| Given exercise |
Arrange the data below as a Markdown table with the columns No. and Text, one numbered row per line and no rows for blank lines. Leave the images out of the table.

| Records for the exercise |
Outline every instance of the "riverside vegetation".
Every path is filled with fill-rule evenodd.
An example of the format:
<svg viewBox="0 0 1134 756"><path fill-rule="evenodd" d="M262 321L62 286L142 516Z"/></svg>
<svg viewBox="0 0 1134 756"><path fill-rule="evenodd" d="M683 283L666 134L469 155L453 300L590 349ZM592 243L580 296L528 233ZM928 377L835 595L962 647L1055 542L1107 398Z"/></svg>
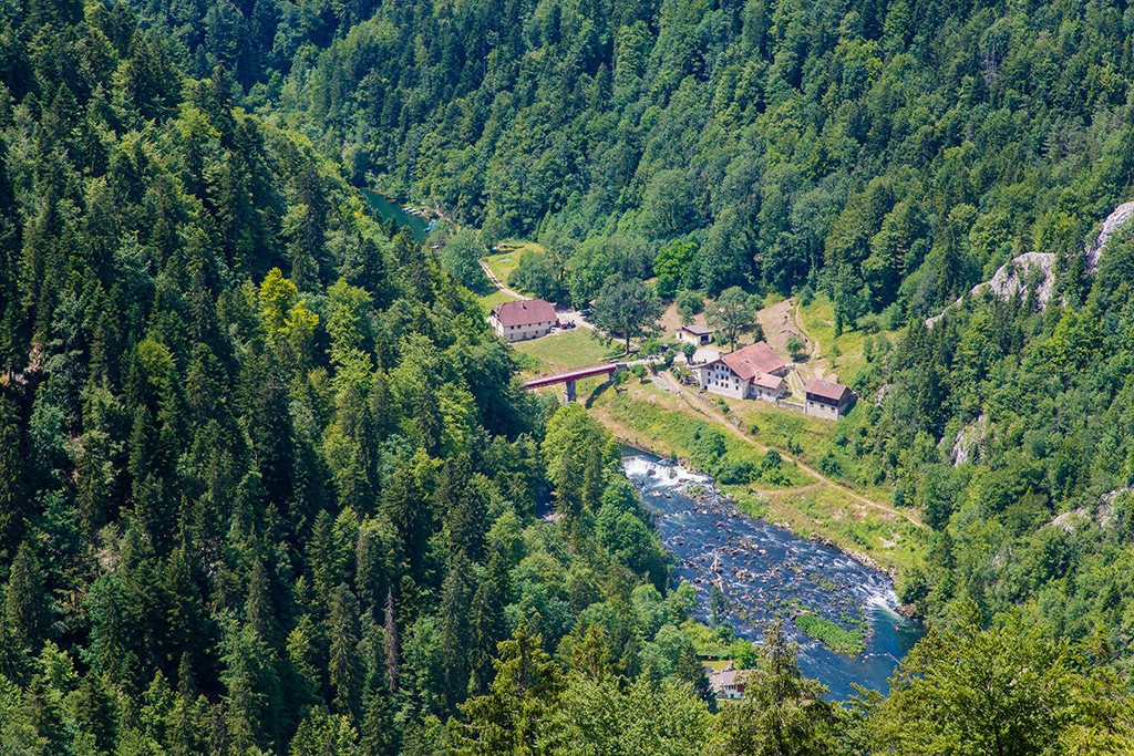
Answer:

| Completed exercise |
| No. | Text |
|---|---|
| 1 | Outline every instance of the "riverside vegetation". |
| 2 | Every path is filled with fill-rule evenodd. |
| 3 | An example of the format: |
| 4 | <svg viewBox="0 0 1134 756"><path fill-rule="evenodd" d="M262 321L62 286L142 516Z"/></svg> |
| 5 | <svg viewBox="0 0 1134 756"><path fill-rule="evenodd" d="M683 283L666 134L469 155L453 300L590 349ZM592 243L580 296L528 233ZM928 377L835 595L962 647L1055 542L1107 398Z"/></svg> |
| 6 | Answer: |